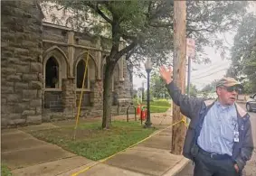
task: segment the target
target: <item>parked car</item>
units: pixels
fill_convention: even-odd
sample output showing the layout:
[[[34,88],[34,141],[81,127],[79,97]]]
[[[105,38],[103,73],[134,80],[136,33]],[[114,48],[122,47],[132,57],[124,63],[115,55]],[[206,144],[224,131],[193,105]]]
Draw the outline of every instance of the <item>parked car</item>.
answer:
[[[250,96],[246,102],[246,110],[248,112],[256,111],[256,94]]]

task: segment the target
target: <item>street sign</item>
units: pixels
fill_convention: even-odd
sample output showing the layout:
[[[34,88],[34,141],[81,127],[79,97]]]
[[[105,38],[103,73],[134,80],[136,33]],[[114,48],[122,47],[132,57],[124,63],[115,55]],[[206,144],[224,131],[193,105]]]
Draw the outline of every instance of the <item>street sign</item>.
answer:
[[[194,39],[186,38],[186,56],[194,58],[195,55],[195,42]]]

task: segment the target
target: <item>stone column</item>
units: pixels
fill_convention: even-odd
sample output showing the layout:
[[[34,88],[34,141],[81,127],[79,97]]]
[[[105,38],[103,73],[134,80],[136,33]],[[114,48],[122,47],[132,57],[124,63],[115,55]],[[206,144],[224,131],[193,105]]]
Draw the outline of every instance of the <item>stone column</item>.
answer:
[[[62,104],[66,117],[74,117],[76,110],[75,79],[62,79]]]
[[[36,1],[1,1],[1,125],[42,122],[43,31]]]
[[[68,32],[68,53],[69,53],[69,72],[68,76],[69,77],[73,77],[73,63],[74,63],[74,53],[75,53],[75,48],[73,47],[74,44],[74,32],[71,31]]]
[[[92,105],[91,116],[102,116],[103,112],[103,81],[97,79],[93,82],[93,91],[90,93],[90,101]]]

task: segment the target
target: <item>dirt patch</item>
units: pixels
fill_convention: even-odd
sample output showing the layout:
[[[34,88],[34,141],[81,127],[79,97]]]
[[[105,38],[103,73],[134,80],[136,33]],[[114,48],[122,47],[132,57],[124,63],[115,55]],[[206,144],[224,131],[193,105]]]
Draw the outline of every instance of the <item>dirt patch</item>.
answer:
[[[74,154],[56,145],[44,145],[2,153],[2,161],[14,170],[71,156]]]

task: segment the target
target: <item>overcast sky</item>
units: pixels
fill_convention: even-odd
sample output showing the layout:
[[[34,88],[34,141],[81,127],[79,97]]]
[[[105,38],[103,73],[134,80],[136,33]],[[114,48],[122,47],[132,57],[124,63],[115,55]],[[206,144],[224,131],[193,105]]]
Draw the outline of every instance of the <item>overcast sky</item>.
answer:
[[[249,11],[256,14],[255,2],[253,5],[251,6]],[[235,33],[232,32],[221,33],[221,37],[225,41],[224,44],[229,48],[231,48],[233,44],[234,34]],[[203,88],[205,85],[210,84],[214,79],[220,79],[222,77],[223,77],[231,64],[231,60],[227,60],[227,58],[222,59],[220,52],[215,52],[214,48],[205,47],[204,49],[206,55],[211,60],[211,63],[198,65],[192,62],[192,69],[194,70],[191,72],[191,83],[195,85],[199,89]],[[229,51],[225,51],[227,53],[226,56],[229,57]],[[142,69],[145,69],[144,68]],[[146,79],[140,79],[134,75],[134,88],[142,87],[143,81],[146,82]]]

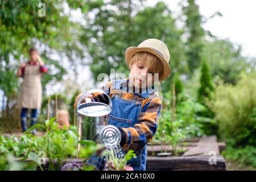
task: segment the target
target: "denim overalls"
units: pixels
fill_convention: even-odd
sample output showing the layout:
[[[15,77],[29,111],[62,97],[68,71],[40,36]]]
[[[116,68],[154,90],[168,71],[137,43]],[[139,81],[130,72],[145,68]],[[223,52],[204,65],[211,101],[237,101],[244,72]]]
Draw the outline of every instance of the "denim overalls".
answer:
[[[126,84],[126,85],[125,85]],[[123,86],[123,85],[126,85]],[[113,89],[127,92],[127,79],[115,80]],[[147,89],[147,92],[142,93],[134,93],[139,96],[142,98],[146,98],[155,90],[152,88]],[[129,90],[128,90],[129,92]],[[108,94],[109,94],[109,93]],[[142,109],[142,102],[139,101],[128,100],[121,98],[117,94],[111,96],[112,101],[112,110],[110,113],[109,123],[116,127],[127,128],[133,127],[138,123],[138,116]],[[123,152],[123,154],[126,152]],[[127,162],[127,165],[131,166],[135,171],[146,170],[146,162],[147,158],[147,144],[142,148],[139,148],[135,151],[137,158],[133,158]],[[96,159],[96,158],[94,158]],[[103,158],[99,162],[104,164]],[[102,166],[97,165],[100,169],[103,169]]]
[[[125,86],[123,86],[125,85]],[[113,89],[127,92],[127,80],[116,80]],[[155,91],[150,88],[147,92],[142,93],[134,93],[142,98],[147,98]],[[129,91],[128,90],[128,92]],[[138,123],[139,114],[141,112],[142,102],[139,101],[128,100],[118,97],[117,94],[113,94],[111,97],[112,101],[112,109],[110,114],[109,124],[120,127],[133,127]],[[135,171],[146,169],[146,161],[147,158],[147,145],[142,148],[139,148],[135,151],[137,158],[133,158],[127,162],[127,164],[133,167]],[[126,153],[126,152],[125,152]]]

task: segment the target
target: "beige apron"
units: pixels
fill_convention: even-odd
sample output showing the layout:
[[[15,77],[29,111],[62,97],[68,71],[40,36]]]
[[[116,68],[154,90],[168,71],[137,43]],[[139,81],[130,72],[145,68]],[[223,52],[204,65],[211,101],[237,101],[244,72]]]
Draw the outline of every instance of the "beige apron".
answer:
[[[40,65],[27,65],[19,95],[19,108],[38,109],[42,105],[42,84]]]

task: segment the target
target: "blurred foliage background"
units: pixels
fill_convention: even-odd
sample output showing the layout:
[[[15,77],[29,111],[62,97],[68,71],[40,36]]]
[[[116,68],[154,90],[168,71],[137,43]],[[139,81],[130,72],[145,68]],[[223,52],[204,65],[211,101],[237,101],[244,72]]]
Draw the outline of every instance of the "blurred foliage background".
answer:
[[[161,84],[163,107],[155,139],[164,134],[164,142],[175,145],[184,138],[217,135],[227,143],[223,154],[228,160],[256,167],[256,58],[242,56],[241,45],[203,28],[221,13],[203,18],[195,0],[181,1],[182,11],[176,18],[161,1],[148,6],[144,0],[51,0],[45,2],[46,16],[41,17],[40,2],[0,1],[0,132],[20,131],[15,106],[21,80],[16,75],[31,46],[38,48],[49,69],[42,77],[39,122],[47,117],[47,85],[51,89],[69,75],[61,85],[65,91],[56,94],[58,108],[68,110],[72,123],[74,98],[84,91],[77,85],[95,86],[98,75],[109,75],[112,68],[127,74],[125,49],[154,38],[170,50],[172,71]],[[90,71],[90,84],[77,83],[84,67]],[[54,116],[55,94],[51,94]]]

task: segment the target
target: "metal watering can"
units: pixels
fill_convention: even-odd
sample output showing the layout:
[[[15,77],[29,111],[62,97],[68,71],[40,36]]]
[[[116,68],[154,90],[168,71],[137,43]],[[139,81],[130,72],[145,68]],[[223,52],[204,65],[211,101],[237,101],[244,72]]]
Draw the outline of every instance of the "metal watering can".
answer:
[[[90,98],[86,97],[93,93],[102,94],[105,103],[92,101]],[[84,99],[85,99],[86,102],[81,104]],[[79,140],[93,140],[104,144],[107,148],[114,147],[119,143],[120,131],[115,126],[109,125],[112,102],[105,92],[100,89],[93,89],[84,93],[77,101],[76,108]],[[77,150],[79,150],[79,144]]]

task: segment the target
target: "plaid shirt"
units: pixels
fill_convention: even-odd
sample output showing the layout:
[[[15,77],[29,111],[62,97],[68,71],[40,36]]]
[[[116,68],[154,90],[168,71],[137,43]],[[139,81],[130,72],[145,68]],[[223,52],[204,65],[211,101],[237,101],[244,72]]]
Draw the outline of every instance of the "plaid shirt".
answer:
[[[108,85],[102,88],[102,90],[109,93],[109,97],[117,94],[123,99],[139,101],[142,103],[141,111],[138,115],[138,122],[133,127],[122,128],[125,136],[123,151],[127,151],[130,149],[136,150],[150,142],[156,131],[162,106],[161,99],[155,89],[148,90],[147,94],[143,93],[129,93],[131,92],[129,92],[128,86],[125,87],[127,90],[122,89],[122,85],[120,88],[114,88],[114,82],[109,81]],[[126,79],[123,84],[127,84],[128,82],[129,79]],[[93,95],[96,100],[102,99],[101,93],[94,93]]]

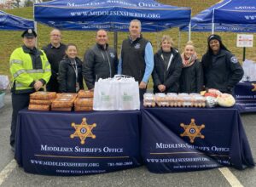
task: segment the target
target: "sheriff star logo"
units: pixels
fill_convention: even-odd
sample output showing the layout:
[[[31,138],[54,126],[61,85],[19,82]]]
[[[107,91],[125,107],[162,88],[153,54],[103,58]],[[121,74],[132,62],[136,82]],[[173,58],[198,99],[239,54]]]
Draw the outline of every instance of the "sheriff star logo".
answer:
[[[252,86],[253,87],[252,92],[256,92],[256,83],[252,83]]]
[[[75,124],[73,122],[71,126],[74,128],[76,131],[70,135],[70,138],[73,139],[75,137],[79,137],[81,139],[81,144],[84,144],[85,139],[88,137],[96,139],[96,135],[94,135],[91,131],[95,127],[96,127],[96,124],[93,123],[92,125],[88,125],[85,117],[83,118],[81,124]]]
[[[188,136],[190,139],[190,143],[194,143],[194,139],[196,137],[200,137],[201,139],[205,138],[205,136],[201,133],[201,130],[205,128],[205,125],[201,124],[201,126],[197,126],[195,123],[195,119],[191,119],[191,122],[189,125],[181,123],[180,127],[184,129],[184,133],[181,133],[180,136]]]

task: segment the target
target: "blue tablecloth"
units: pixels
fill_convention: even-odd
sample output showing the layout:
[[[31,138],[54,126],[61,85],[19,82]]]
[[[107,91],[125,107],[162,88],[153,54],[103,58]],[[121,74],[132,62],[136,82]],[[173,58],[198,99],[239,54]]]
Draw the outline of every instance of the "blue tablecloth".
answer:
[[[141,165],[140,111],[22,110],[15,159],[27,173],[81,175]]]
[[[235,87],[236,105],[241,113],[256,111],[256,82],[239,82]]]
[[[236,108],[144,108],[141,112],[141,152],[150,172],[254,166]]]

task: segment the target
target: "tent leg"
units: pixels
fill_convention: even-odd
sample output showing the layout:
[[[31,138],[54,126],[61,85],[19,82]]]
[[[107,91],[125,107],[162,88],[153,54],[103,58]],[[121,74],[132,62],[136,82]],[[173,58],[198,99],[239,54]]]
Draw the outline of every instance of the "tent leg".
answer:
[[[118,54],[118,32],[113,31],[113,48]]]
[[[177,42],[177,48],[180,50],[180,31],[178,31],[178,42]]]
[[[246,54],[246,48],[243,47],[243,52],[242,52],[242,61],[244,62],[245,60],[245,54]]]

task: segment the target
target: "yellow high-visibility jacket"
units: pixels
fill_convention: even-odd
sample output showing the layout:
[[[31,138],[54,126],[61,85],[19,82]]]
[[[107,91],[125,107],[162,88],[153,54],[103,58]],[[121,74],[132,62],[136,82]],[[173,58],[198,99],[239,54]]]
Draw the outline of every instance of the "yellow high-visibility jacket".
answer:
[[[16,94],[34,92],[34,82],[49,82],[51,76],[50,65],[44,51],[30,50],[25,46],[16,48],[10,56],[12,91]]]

▶ [YOUR INSTRUCTIONS]:
Pull out every line in the rows that holds the word "patch", and copy each one as it stands.

▶ [RESPONSE TO THE TASK]:
target: <item>dirt patch</item>
Draw the outline of every instance of the <item>dirt patch</item>.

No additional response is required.